= TEXTE DE RÉFÉRENCE =
○ ○ ○

Intervention de Daniel Salmon

Réunion du 27 octobre 2020 à 14h30
Mise sur le marché de certains produits phytopharmaceutiques — Exception d'irrecevabilité

Photo de Daniel SalmonDaniel Salmon :

Si les arguments environnementaux font sens pour rejeter ce texte, ce dernier se heurte également à un problème juridique, qui justifie le dépôt de cette exception d’irrecevabilité par nos collègues du groupe communiste.

Même notre commission des affaires économiques, majoritairement favorable à ce texte, s’est inquiétée des lacunes du dispositif, notamment d’un point de vue constitutionnel. En effet, préciser explicitement que les dérogations à l’usage des néonicotinoïdes seront réservées aux seules betteraves sucrières fait peser un risque important d’inconstitutionnalité au regard du principe d’égalité devant la loi.

Sans conteste, cette dérogation ouvrira la porte à d’autres. Les producteurs de maïs et de blé sont en embuscade et l’un de nos collègues se fait le porte-voix, au travers d’un amendement, des producteurs de noisettes – Mme la rapporteure en a parlé. Cette dérogation est donc un véritable cheval de Troie.

Le projet de loi va également à l’encontre de la loi du 8 août 2016 pour la reconquête de la biodiversité, de la nature et des paysages, qui a inscrit le principe de non-régression en tête du code de l’environnement, un principe d’ores et déjà appliqué par le Conseil constitutionnel. Aujourd’hui, ce qui est sidérant et surréaliste, c’est que l’on nous demande de revenir sur une disposition de cette loi qui avait par ailleurs donné une valeur législative au principe de non-régression.

Je me permets de reprendre les propos de Mme la ministre de la transition écologique lors de l’examen de cette loi en 2016 : « Le texte qui vous est soumis consacre le principe de non-régression de la protection de l’environnement. Toute évolution législative future ne pourra avoir pour objectif qu’une amélioration constante de la protection de l’environnement. » Mes chers collègues, nous prenons exactement le chemin opposé !

Enfin, le projet de loi méconnaît les dispositions de la Charte de l’environnement, dont l’article 3 énonce que « toute personne doit, dans les conditions définies par la loi, prévenir les atteintes qu’elle est susceptible de porter à l’environnement ou, à défaut, en limiter les conséquences ». Cet article a été consacré dans la jurisprudence du Conseil constitutionnel comme instituant un principe de prévention.

Je rappelle – excusez du peu ! – que 1 221 études scientifiques reconnaissent la toxicité aiguë des néonicotinoïdes, ainsi que leurs modes d’action identiques sur la biodiversité – pollinisateurs, vertébrés, invertébrés. Les semences traitées avec ces substances emportent des destructions graves et irréversibles pour l’ensemble des sols et le fonctionnement des écosystèmes. Compte tenu de l’impact de ces substances sur l’environnement, permettre leur utilisation constituerait une atteinte au principe de prévention.

Pour ces raisons, le groupe Écologiste – Solidarité et Territoires soutiendra cette motion.

○ ○ ○

= EXTRAITS DE DONNÉES =
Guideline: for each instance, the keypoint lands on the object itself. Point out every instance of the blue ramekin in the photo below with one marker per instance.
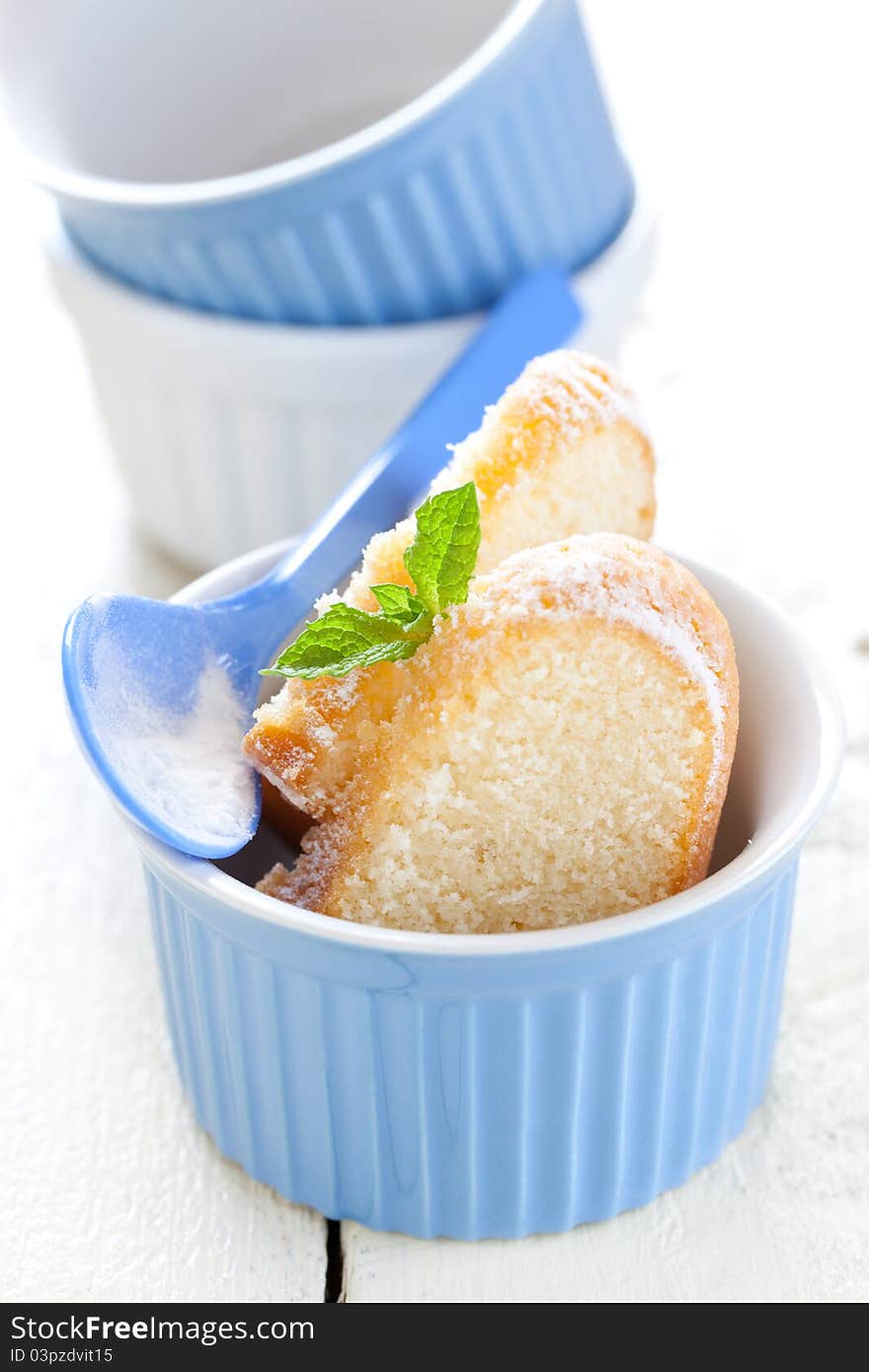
(509, 162)
(500, 1086)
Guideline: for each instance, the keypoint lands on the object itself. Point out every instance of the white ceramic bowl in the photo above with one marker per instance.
(232, 433)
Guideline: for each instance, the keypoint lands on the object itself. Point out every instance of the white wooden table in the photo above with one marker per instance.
(750, 352)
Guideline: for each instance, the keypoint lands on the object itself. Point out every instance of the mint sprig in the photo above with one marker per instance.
(440, 562)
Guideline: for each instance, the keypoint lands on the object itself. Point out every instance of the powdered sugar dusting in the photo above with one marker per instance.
(621, 579)
(186, 769)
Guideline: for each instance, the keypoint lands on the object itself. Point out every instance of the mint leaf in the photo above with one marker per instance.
(442, 556)
(398, 602)
(440, 562)
(342, 640)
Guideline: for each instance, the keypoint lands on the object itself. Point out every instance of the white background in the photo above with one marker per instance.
(749, 121)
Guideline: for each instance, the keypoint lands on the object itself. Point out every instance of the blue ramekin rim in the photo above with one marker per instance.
(745, 876)
(105, 191)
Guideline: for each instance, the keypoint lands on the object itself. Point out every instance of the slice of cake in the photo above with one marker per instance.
(559, 752)
(560, 453)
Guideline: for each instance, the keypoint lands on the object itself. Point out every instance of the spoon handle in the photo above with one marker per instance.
(537, 315)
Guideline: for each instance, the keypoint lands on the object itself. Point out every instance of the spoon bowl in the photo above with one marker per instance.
(161, 693)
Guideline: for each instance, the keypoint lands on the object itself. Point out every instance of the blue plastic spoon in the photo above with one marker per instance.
(161, 695)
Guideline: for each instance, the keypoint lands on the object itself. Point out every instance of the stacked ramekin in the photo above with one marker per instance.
(256, 327)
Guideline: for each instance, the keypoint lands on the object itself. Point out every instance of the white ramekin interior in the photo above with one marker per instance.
(787, 760)
(166, 102)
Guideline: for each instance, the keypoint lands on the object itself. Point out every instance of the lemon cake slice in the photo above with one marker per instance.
(559, 752)
(560, 453)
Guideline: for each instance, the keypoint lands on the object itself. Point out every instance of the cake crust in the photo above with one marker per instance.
(577, 648)
(562, 452)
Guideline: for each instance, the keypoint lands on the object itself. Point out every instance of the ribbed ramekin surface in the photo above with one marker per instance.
(472, 1097)
(516, 169)
(214, 471)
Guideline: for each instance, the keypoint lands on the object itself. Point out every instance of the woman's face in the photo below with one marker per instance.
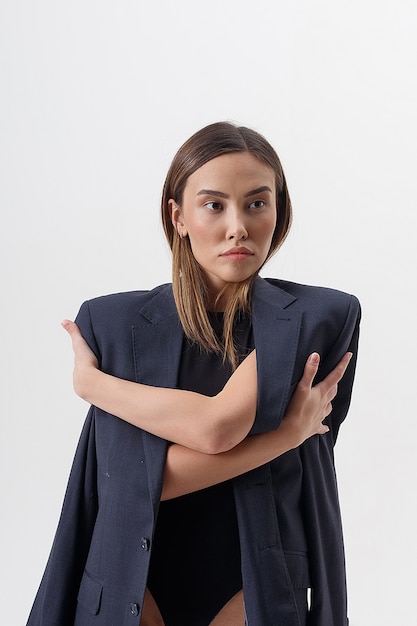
(229, 213)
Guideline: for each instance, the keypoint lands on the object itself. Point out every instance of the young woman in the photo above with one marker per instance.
(202, 505)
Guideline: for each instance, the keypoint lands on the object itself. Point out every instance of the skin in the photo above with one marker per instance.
(228, 212)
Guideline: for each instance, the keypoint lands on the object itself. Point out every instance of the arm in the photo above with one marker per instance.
(223, 420)
(188, 470)
(207, 424)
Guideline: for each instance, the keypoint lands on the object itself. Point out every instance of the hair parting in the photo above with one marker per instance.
(189, 288)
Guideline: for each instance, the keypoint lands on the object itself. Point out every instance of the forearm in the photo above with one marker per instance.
(187, 470)
(207, 424)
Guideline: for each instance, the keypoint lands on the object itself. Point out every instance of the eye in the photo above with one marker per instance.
(213, 206)
(257, 204)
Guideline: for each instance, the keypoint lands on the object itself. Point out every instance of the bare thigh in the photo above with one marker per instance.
(151, 615)
(232, 614)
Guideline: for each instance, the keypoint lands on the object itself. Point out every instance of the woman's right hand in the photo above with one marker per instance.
(311, 404)
(85, 361)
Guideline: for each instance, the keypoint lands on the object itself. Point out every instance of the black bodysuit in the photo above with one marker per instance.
(195, 565)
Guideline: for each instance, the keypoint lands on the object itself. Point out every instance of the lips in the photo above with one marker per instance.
(237, 252)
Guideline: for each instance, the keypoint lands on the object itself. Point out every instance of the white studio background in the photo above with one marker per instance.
(96, 96)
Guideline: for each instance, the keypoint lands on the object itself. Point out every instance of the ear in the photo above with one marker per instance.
(177, 218)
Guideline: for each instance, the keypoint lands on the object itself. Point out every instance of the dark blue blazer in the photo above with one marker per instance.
(97, 570)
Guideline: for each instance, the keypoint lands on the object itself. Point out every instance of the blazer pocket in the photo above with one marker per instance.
(89, 594)
(297, 563)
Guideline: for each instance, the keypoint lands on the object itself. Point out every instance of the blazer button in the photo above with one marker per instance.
(134, 608)
(145, 543)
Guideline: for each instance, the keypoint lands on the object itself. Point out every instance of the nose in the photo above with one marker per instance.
(236, 228)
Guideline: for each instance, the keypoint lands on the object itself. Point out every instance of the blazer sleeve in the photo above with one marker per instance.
(346, 342)
(56, 600)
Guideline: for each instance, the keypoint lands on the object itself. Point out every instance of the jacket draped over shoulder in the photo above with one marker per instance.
(98, 566)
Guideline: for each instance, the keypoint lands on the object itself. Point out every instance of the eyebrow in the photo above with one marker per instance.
(221, 194)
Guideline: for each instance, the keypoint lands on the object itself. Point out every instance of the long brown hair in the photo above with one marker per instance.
(187, 277)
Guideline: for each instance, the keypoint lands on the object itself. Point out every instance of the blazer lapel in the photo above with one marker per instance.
(276, 328)
(157, 344)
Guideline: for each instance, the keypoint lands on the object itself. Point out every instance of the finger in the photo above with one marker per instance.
(71, 328)
(337, 373)
(310, 369)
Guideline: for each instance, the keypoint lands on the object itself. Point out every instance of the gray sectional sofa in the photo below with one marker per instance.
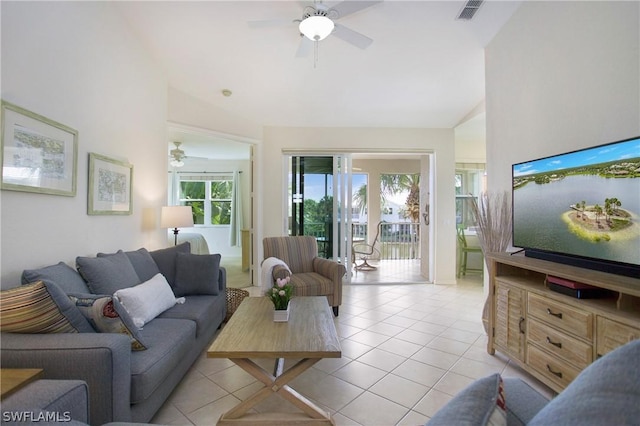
(607, 392)
(124, 384)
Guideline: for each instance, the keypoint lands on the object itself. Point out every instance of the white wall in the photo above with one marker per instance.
(78, 63)
(437, 141)
(561, 76)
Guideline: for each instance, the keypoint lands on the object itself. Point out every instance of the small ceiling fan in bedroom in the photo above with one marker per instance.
(318, 21)
(177, 155)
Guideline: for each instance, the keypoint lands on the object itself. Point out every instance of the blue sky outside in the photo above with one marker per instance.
(600, 154)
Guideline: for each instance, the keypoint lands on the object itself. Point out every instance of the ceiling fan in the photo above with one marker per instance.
(318, 21)
(177, 155)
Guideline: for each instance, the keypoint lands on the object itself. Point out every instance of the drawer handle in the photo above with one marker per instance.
(550, 312)
(556, 373)
(556, 344)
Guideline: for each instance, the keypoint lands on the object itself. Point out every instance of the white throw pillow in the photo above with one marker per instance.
(147, 300)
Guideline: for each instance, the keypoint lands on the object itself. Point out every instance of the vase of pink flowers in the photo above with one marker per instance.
(280, 294)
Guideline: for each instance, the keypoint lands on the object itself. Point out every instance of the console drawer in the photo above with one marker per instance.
(611, 334)
(562, 316)
(551, 367)
(569, 349)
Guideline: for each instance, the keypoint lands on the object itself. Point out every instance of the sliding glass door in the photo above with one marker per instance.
(319, 199)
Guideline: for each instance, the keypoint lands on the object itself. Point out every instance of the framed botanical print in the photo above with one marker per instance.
(110, 183)
(38, 154)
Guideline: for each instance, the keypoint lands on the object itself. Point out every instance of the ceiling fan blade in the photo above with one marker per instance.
(352, 37)
(270, 23)
(348, 7)
(304, 48)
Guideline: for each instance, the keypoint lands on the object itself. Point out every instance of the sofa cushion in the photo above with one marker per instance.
(147, 300)
(169, 342)
(107, 274)
(203, 310)
(196, 274)
(61, 274)
(68, 399)
(166, 260)
(480, 403)
(523, 401)
(40, 308)
(107, 315)
(605, 393)
(142, 263)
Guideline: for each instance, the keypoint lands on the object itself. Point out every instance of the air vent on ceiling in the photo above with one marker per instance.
(469, 10)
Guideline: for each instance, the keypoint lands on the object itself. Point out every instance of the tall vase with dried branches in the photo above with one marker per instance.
(492, 214)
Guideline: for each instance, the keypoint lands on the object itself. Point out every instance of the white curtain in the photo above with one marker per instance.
(236, 212)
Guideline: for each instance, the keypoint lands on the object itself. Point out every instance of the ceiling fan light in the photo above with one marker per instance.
(316, 27)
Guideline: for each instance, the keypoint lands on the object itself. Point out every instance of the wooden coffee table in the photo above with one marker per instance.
(309, 335)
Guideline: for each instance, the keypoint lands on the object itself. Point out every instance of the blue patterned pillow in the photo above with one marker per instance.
(107, 315)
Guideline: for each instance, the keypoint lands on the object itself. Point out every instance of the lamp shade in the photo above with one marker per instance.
(176, 217)
(316, 27)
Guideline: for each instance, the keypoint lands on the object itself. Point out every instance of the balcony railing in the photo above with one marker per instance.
(396, 240)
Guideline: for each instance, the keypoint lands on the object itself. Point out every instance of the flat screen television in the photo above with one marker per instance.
(581, 208)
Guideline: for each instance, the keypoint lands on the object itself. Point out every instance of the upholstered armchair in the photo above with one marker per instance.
(310, 275)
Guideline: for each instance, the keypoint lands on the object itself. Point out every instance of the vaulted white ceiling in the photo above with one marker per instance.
(423, 69)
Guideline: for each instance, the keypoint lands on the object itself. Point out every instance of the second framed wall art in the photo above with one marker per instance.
(110, 184)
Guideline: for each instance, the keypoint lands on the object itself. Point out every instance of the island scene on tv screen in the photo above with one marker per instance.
(584, 203)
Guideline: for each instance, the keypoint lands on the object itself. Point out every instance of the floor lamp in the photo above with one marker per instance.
(176, 217)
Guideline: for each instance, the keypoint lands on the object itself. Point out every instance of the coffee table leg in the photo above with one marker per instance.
(278, 384)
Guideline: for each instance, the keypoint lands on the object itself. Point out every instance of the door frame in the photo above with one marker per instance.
(426, 156)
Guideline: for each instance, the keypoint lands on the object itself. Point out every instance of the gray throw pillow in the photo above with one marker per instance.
(166, 260)
(480, 403)
(106, 275)
(197, 274)
(607, 392)
(61, 274)
(141, 261)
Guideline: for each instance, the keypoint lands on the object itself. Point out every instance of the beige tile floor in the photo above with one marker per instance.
(407, 349)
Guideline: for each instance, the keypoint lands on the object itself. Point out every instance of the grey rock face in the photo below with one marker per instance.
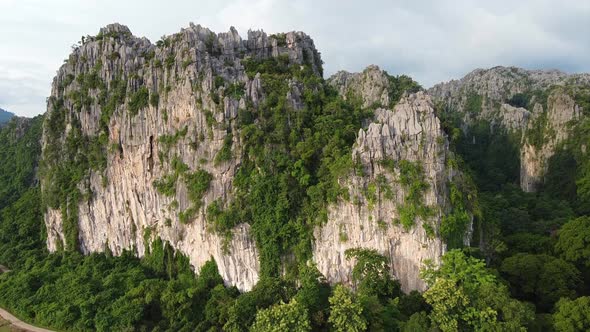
(371, 85)
(411, 131)
(561, 110)
(184, 70)
(192, 79)
(496, 86)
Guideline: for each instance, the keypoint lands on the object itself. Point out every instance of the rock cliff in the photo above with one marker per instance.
(145, 141)
(535, 107)
(371, 217)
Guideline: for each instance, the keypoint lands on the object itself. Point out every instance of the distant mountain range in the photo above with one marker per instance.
(5, 116)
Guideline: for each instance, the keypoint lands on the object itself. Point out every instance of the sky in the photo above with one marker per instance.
(432, 41)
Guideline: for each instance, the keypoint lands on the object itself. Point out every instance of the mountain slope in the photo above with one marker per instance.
(5, 116)
(238, 150)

○ ○ ○

= EXERCICE =
Modifiez le passage de l'intervention de Daniel Salmon allant de « Si les arguments » jusqu'à « du groupe communiste. » en remplaçant « arguments environnementaux » par « arguments écologiques », puis recopiez ce passage ainsi modifié.

= RÉPONSE =
Si les arguments écologiques font sens pour rejeter ce texte, ce dernier se heurte également à un problème juridique, qui justifie le dépôt de cette exception d’irrecevabilité par nos collègues du groupe communiste.